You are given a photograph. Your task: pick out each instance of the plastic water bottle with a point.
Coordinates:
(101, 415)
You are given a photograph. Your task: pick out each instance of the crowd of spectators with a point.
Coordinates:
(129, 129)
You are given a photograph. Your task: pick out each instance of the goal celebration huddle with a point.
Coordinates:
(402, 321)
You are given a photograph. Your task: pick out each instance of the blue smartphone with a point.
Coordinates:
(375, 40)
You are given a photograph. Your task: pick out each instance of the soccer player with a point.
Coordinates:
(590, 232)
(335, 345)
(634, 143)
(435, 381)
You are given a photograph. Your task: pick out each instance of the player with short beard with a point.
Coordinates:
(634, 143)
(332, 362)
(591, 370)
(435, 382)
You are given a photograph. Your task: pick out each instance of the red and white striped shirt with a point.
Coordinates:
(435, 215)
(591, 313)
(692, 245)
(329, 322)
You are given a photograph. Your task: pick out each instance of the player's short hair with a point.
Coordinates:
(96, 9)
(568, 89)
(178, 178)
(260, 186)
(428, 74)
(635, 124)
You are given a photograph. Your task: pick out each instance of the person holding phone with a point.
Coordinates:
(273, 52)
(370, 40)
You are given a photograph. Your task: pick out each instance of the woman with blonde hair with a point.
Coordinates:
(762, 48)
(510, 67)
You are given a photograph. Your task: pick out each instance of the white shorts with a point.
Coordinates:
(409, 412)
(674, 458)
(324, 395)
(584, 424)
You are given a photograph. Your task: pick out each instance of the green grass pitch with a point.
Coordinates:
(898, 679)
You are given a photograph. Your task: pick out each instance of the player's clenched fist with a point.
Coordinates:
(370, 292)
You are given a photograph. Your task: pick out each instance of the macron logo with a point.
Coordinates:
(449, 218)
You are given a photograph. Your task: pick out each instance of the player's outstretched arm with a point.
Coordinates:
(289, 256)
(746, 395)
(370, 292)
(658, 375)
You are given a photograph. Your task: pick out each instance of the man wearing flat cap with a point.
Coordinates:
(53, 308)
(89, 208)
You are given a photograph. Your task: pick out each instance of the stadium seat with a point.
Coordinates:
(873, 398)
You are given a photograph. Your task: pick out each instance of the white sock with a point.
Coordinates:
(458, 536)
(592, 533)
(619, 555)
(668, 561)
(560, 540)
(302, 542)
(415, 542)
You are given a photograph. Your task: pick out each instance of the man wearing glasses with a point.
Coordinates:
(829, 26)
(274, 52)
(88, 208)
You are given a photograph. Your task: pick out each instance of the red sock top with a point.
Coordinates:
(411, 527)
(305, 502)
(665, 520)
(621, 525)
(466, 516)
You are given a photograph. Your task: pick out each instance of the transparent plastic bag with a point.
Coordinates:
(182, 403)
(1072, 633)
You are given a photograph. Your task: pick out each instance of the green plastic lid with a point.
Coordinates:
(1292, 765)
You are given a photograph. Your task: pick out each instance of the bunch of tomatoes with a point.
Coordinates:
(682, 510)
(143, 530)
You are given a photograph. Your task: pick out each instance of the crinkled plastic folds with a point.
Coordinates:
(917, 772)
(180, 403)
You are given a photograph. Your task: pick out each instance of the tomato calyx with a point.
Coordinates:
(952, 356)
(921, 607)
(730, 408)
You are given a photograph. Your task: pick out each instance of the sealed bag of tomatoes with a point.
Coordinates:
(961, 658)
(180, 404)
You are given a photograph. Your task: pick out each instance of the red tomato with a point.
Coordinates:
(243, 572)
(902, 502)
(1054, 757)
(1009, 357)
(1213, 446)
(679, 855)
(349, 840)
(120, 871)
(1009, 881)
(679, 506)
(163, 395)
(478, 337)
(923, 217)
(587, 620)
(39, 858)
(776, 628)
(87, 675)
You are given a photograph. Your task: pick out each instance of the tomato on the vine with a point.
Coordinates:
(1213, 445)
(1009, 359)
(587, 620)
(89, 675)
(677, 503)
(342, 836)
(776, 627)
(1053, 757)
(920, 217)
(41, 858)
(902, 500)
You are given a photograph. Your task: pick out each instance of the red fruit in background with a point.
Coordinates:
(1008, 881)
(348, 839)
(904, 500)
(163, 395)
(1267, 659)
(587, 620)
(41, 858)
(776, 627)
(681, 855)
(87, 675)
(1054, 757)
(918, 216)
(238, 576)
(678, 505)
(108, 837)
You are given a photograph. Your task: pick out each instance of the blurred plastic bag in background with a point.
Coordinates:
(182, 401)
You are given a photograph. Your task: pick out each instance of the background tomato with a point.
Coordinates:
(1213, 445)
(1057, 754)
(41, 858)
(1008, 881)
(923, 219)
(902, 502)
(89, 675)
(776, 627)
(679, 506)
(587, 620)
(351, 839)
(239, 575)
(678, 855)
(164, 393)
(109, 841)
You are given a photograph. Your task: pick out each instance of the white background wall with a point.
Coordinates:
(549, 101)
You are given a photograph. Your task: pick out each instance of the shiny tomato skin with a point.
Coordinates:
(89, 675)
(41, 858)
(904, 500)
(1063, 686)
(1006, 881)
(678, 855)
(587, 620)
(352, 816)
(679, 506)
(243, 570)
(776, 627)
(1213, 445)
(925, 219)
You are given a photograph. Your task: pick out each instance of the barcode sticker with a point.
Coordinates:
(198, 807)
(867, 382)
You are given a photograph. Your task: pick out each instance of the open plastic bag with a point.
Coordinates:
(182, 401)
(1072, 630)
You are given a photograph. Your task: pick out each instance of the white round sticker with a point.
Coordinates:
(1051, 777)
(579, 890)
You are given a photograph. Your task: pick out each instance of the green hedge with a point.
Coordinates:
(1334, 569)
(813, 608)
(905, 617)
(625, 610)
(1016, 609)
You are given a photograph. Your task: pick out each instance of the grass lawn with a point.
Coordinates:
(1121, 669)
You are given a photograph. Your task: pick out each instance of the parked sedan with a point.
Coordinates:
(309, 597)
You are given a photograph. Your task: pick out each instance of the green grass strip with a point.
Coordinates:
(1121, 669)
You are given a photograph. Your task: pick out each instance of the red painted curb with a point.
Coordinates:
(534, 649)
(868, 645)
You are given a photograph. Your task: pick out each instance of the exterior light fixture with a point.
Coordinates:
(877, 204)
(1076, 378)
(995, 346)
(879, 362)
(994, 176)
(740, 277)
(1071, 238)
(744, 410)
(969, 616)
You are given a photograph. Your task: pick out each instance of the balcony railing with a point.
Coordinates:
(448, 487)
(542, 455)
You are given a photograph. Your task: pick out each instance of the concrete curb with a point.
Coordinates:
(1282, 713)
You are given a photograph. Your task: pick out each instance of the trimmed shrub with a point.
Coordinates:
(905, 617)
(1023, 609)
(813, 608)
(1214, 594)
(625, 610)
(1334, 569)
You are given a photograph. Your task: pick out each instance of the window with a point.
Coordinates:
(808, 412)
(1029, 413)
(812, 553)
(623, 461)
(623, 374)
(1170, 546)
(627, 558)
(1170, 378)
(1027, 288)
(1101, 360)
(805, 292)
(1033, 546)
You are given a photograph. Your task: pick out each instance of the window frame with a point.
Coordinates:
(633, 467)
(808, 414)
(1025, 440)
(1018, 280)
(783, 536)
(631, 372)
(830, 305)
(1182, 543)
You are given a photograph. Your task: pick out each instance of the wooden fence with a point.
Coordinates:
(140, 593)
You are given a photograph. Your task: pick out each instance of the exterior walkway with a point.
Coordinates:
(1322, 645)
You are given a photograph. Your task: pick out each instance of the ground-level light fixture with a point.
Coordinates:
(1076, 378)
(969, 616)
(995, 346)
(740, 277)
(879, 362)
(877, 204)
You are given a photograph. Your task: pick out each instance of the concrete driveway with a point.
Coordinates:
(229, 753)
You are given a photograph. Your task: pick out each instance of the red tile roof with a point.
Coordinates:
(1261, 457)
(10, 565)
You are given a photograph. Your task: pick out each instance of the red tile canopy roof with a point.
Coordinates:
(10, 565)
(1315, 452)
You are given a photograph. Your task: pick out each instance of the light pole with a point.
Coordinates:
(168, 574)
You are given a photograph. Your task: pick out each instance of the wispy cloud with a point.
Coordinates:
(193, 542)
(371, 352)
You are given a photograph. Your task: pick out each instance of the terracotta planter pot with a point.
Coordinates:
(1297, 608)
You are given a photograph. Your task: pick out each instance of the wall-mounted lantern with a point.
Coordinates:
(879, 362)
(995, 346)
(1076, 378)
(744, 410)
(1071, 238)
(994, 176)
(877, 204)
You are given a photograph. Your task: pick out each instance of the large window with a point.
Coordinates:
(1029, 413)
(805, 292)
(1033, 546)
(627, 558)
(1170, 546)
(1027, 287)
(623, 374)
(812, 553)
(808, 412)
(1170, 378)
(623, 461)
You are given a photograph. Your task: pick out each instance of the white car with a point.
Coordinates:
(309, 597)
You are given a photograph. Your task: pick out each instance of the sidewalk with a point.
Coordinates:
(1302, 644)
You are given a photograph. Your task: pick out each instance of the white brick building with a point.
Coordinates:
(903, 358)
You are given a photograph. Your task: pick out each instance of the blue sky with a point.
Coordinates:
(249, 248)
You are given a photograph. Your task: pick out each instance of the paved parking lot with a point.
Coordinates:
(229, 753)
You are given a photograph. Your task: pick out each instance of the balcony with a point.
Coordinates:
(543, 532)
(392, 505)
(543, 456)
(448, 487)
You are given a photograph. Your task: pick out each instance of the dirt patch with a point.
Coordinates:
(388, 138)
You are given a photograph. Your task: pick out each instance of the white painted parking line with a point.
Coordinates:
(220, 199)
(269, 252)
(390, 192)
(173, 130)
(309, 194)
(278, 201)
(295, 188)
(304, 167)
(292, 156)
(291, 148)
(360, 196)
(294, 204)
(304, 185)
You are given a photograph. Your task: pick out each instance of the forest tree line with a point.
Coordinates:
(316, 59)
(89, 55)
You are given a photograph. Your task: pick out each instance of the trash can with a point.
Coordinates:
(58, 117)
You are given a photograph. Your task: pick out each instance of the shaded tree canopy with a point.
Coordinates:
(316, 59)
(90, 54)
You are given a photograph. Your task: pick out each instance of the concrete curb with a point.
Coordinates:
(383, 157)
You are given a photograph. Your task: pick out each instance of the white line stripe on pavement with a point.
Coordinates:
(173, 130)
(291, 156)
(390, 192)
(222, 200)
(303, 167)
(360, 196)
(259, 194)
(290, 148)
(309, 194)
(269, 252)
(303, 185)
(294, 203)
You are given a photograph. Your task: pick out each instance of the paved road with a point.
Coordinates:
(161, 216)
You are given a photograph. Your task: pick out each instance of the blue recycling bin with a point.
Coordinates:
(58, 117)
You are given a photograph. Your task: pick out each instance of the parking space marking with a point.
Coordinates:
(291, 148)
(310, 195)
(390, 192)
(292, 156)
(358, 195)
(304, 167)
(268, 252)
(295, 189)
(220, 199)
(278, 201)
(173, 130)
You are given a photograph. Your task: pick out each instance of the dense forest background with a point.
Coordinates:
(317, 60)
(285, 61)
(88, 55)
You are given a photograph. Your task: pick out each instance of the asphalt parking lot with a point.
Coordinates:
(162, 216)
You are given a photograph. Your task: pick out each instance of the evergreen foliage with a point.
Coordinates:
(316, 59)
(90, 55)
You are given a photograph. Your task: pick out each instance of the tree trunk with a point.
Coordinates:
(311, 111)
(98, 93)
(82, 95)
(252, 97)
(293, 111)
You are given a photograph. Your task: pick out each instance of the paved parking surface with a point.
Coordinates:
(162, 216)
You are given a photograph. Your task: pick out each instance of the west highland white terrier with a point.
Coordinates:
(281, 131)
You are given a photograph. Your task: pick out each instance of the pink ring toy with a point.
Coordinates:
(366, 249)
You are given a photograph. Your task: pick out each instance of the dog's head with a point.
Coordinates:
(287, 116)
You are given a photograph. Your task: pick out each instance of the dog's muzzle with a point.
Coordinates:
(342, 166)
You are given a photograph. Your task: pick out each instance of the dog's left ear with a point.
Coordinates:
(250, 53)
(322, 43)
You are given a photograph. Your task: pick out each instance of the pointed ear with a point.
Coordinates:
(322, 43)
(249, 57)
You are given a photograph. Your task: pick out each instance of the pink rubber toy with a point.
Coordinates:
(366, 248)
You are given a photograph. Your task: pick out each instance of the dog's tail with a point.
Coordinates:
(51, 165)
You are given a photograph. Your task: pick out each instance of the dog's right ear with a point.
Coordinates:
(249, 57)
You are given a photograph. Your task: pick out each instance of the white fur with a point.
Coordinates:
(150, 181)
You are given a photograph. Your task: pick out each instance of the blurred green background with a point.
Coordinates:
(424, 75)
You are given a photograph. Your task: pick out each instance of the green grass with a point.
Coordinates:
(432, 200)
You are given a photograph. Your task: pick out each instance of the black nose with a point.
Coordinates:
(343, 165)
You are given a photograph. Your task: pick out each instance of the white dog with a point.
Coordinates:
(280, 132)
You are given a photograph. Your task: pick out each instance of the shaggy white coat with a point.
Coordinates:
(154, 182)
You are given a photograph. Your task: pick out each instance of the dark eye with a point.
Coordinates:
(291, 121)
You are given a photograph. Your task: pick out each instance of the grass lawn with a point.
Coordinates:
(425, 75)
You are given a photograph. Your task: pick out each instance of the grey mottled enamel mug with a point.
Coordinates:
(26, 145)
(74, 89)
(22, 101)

TASK DESCRIPTION: For this exercise, please retype exactly the lines in the listing from the line with "right ear with a point." through its last line, both ends included.

FULL RESPONSE:
You are given a photograph. Your task: pick out each instance of the dog's right ear with a point.
Coordinates:
(249, 57)
You are given a photograph. Your task: pick out each instance of the white fur with a point.
Coordinates:
(150, 181)
You are given a photograph. Your task: pick out each instance of the blurred green background with a point.
Coordinates:
(424, 75)
You are given a photograph. Your task: pick out each instance of the green grass with a point.
Coordinates:
(432, 200)
You are given a photograph. Your task: pick out each instance of the black nose with a point.
Coordinates:
(343, 165)
You are given a photograph. Your task: pick out each instance of the white dog with a point.
Coordinates:
(280, 132)
You are given a photograph. Your task: pick out each instance of the shaggy white coat with a point.
Coordinates:
(154, 182)
You are given a photograph. Your task: pick out each instance of the dark eye with a point.
Coordinates:
(291, 121)
You are given a photograph. Your task: pick out each instance of the grass lawn with a point.
Coordinates:
(425, 75)
You are given a photograph. Your task: pick out each instance of the grey mottled enamel mug with a point.
Coordinates:
(26, 145)
(74, 89)
(22, 101)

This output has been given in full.